2. Successful students prepare for change

To be successful in your nurse practitioner education you must be…drum roll…prepared. If you start your program expecting it to be a breeze, your performance will turn out to be less than ideal. On the flip side, too much anxiety when it comes to the “what if’s” and the unexpected will cause you to falter. Instead, use your enthusiasm towards school to fuel your transition. Make sure you have your ducks in a row before attending your first class. Don’t wait until the week before school starts to begin looking for a new apartment.

From writing peer-reviewed articles to small group case studies you will be inundated with an immense amount of material to learn. Can you recall the location of the iliopsoas muscle? What about how to use the PubMed research database? Brush up on your skills before you enter your program. And, when you feel overwhelmed, remember you can do it!

Many students I encounter in my NP program that have a difficult time do so because they didn’t think far enough ahead, especially when it came to their living situation and finances. I even had peers still looking for housing while in school- be prepared!

3. Successful students make time for themselves

Have you ever noticed how the phrase is “make time”? If you want to participate in activities you find relaxing or enjoyable you must be intentional about making time. Many of my successful peers are able to fit studying, exercise, and even leisure activities like going to a movie every now and then into their schedules. When you’re balancing 6 to 10 hours of coursework and clinicals each day, free time doesn’t just magically appear.

One strategy I have found most helpful is planning my schedule in month long blocks. I understand that not everyone is a type A personality like myself so this may seem rigid. My day-to-day looks something like this: wake up at 5am, commute 45 minutes, work out at the rec center, attend class or clinicals from 8am to 4pm (sometimes 6am to 6pm), commute 75 minutes home, plan meals for the following day, study 90 minutes, sleep and repeat. Fun, eh? Not really, But, it works!

4. Successful students have fun 

That’s right- successful students know how to have fun. How, you ask? If becoming a nurse practitioner is really want you want to do, you will have a burning passion to enjoy each day at school, every lecture, and each learning opportunity. If you find that you are not enjoying the learning process, then you may not be in the right field. This is fine, as long as you recognize it.


NP students- what other qualities do you notice lead to NP program success?

**ASSIGNMENT 1:** In the excerpt on nurse practitioner students, how long does the author's commute home take?
**ASSIGNMENT 2:** Rewrite the excerpt on nurse practitioner students from "Many students I" to "school- be prepared!", changing "housing" to "a place to live".
These lines have nothing to do with the excerpt above.

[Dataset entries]
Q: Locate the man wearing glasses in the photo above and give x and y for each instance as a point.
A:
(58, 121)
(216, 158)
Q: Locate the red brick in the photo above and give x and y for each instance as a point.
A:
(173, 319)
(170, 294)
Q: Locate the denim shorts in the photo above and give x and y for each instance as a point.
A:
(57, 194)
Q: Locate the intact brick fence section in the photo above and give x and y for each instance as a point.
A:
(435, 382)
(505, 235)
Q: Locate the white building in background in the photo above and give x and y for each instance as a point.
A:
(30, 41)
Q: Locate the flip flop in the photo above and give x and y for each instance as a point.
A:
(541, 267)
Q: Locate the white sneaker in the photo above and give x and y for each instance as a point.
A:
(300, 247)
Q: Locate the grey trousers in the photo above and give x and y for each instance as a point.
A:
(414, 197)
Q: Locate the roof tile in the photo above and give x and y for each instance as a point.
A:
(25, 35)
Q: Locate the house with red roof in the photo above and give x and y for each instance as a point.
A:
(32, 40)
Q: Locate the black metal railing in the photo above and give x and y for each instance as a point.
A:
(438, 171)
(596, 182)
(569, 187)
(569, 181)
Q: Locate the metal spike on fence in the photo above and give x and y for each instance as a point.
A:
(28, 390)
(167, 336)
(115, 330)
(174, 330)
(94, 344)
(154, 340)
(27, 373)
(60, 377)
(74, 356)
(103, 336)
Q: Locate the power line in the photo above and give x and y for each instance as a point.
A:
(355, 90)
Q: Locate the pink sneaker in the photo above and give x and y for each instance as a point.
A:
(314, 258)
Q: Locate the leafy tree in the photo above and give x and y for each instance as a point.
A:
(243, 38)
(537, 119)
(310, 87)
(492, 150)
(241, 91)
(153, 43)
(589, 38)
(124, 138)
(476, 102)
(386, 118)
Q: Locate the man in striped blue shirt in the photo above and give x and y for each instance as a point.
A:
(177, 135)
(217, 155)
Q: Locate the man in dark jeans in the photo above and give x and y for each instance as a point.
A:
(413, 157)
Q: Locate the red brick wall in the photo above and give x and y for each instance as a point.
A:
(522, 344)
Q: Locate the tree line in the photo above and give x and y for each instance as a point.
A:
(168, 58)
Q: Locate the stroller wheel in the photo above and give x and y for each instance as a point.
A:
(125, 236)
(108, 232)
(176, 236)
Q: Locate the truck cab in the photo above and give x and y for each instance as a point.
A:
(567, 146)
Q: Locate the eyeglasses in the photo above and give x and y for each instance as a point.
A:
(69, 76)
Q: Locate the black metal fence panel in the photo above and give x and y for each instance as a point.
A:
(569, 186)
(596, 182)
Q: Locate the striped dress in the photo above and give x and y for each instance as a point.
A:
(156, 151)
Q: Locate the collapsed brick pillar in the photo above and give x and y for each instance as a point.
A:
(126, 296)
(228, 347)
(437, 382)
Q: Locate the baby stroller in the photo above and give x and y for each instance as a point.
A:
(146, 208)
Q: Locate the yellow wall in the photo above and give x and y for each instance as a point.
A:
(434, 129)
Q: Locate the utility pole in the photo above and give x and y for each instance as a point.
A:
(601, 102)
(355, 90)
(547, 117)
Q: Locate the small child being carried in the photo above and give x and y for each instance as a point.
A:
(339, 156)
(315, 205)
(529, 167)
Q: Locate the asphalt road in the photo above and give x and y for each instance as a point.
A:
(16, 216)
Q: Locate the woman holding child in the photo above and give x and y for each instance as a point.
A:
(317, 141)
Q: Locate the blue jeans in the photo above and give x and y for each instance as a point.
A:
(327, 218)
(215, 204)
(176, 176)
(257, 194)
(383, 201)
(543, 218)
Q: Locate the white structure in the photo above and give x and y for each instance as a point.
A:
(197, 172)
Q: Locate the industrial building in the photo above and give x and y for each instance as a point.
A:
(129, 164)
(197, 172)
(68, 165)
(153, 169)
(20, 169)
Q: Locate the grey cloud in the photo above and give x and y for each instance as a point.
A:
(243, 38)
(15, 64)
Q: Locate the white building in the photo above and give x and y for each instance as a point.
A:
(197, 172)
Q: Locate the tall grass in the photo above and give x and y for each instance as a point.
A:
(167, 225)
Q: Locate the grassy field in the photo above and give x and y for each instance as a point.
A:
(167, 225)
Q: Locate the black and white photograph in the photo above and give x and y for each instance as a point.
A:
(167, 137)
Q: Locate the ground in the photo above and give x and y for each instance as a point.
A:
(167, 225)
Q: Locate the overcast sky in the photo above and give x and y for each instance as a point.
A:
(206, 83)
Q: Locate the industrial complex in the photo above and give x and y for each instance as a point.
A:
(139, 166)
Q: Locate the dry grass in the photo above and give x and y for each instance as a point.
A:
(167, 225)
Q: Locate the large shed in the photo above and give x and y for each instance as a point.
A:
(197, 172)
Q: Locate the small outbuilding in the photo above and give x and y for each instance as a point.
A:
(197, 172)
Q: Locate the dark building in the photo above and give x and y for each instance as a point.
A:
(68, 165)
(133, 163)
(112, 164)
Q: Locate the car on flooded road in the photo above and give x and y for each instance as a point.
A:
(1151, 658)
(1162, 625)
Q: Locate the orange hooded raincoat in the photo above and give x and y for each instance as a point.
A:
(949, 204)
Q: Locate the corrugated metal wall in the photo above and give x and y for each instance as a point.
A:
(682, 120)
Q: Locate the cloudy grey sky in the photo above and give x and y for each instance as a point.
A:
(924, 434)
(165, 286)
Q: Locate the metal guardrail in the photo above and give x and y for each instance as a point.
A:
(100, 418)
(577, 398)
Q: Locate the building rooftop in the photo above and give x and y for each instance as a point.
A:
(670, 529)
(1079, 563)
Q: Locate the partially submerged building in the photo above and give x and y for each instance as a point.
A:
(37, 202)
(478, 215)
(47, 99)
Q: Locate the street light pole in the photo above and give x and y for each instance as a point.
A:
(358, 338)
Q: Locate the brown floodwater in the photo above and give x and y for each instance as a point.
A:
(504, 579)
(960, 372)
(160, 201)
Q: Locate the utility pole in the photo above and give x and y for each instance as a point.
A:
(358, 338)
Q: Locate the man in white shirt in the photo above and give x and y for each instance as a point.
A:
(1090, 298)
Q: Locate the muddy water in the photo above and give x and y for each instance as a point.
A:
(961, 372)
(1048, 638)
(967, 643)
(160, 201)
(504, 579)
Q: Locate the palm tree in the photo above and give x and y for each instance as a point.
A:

**ANSWER 1:** 75 minutes.

**ANSWER 2:**
Many students I encounter in my NP program that have a difficult time do so because they didn’t think far enough ahead, especially when it came to their living situation and finances. I even had peers still looking for a place to live while in school- be prepared!